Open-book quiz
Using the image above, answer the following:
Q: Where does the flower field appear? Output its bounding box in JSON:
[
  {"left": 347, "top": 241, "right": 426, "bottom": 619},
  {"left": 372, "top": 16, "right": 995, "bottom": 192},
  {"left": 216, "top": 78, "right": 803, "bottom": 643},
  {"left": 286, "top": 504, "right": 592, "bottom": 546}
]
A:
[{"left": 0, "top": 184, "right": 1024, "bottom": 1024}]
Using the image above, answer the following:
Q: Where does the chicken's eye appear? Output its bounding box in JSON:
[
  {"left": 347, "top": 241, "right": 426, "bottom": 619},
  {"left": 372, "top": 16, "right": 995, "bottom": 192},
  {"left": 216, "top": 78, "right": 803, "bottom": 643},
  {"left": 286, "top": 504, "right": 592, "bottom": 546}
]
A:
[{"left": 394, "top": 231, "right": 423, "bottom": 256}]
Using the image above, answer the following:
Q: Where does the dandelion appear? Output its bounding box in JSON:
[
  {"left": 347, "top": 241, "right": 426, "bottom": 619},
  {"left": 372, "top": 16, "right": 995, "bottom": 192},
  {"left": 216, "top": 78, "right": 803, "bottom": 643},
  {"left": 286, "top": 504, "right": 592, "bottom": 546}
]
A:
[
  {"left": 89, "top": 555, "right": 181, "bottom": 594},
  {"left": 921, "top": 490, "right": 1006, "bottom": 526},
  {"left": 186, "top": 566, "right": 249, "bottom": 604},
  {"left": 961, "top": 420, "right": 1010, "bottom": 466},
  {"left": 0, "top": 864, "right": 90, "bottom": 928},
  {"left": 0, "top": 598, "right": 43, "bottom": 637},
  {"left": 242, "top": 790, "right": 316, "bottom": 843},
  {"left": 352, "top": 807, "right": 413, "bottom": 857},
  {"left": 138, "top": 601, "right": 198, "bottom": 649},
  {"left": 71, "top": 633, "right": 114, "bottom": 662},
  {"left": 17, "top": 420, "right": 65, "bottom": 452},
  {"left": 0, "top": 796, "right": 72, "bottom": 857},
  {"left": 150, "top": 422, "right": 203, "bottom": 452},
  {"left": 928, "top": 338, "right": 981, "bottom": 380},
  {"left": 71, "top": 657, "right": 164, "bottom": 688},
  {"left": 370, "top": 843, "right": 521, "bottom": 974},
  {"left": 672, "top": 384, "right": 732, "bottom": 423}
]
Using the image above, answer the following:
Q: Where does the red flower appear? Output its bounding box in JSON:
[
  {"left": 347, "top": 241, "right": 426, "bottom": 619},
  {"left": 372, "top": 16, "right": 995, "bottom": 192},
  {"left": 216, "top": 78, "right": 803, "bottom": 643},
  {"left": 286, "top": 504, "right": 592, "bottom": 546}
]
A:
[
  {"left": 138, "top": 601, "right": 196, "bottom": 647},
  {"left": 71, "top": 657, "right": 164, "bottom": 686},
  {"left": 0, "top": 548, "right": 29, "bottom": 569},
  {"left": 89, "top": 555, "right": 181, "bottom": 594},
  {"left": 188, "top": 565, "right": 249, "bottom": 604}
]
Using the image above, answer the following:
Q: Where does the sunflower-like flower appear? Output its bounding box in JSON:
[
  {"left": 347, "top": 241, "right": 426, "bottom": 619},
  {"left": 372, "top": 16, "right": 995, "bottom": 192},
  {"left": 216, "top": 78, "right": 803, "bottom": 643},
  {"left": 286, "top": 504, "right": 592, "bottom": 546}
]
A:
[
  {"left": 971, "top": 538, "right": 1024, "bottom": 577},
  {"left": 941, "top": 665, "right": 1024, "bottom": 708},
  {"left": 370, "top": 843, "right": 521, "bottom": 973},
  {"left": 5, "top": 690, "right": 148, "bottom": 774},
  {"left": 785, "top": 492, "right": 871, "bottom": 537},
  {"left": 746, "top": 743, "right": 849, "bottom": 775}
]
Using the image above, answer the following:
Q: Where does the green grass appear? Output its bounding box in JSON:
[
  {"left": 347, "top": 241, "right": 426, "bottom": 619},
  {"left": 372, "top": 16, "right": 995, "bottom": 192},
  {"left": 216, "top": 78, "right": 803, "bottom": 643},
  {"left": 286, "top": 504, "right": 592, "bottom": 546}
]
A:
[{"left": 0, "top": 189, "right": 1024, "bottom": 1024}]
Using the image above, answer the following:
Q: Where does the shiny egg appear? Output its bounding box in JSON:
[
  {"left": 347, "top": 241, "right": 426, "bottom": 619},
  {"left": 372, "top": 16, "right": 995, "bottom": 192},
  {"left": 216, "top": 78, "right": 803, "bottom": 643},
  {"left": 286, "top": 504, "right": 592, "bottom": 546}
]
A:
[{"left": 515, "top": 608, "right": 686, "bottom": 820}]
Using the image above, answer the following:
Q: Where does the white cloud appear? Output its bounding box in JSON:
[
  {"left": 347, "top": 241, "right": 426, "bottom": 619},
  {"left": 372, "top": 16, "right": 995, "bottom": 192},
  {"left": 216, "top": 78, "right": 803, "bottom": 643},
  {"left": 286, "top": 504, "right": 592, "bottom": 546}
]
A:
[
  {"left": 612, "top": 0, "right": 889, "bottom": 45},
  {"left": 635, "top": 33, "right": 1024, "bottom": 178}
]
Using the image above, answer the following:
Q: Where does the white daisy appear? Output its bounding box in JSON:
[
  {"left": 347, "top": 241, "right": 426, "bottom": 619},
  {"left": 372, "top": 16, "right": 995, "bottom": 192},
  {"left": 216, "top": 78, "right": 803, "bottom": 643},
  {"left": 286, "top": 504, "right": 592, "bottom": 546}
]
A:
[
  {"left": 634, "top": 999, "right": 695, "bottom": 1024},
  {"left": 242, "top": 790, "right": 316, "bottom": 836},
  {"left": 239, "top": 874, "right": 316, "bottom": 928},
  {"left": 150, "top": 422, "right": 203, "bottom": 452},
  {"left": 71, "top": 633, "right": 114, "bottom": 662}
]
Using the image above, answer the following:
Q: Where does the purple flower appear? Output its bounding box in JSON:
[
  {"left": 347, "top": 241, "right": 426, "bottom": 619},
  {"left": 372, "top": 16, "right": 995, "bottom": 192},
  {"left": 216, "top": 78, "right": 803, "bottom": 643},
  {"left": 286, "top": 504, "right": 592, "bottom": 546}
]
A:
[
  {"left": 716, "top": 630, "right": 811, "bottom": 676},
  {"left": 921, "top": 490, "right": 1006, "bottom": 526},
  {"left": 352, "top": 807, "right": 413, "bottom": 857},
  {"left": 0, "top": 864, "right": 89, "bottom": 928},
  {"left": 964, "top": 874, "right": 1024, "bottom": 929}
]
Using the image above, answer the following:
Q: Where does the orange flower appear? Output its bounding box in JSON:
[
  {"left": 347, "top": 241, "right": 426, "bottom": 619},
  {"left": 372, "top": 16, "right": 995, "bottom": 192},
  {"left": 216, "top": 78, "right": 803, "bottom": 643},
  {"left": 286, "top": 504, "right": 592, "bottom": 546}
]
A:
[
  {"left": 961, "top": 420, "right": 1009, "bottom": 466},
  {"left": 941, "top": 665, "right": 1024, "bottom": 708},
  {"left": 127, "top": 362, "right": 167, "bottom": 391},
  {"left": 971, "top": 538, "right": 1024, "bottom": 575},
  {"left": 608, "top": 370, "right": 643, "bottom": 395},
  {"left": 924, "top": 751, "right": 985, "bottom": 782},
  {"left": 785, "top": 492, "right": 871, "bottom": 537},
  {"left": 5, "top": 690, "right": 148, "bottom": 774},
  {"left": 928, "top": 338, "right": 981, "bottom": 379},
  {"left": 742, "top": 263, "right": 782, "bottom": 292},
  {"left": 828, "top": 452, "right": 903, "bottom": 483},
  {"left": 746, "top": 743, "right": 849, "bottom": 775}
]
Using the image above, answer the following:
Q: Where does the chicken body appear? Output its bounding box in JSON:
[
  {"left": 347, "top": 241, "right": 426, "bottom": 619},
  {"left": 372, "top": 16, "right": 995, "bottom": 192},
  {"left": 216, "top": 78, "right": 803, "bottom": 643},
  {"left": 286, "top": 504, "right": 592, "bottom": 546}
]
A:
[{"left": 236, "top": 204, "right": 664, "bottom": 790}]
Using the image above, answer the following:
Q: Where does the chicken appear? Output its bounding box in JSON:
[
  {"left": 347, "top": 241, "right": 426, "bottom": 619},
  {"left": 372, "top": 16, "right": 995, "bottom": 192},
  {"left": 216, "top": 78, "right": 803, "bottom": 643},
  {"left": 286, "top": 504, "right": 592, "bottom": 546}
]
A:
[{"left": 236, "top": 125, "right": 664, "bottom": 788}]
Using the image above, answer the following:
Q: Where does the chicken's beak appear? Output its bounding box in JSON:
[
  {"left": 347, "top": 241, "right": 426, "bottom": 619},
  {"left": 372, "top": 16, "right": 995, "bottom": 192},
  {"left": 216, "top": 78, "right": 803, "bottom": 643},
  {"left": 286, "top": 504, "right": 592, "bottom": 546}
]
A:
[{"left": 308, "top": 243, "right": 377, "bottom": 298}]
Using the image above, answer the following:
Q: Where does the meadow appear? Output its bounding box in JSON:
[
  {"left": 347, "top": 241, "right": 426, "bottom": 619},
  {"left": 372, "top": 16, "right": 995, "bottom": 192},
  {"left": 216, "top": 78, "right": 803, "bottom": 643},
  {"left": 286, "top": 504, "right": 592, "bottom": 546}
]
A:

--

**Requirement**:
Pull out every line of the material above that contains the word "chicken".

**Output**:
Q: Where does the chicken's eye appear? Output its bounding box in JSON:
Q: Where does the chicken body appear? Output its bounding box in JSON:
Q: Where does the chicken appear? Output its bounding box in JSON:
Q: Where does the chicken's beak appear? Output its bounding box in JSON:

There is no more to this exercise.